Pick out each line in the entries below that contains the word "person", and copy those lines in full.
--- Start Dataset ---
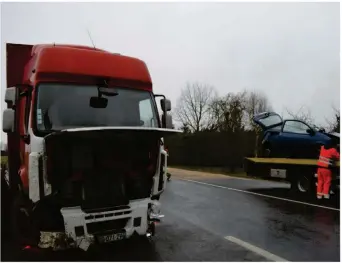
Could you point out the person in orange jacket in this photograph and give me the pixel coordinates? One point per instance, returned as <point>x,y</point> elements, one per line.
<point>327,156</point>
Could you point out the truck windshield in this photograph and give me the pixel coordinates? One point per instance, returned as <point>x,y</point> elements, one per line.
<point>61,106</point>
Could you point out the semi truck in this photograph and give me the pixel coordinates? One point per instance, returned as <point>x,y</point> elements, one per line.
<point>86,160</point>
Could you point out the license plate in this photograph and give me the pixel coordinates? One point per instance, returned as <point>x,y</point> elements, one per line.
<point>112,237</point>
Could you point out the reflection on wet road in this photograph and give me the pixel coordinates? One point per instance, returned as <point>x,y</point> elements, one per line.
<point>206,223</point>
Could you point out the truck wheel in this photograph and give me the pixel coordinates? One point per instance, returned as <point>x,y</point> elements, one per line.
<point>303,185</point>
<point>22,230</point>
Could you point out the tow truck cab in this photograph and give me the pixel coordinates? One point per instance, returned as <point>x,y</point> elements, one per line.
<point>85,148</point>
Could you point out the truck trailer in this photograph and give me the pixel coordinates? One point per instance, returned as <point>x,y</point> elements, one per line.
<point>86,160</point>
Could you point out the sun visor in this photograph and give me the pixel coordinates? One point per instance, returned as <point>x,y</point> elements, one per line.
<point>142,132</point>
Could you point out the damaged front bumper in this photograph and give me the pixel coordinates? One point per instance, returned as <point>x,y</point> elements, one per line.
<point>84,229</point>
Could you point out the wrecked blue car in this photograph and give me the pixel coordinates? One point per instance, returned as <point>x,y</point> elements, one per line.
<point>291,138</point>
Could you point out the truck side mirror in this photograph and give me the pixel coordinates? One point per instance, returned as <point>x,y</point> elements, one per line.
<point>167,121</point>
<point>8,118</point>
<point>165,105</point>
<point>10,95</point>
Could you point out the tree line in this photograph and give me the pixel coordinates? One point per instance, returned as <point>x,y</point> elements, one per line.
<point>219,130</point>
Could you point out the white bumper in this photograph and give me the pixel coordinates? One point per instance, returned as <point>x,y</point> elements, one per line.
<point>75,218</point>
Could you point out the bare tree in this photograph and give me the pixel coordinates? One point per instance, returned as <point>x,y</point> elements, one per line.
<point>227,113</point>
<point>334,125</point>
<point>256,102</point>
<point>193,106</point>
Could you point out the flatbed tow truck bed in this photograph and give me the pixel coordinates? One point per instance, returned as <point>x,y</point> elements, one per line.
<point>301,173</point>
--- End Dataset ---
--- Start Dataset ---
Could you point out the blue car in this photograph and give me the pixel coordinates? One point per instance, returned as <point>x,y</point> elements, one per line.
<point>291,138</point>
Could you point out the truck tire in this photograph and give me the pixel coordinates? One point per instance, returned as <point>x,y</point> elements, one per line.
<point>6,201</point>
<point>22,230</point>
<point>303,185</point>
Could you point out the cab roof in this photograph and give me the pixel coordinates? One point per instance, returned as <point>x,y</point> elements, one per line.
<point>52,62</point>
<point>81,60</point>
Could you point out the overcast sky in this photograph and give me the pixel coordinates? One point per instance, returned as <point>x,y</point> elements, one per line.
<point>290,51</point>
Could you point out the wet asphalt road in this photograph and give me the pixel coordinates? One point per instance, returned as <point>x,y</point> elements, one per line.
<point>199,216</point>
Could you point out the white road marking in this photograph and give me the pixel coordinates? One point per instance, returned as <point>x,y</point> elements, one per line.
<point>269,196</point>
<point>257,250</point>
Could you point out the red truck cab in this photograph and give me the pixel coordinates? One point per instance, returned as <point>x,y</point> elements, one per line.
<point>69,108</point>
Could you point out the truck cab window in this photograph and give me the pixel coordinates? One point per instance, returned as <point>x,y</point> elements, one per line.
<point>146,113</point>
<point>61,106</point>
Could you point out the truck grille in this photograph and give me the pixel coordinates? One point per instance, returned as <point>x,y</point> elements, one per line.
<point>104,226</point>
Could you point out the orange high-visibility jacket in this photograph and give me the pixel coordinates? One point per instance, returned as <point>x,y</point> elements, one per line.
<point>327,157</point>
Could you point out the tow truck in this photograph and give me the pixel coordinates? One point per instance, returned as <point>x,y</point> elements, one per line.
--- End Dataset ---
■ Problem solution ■
Could you point out the person in orange jacket in this photograph and give me the pixel coordinates? One point per instance, returned as <point>x,y</point> elements, one per line.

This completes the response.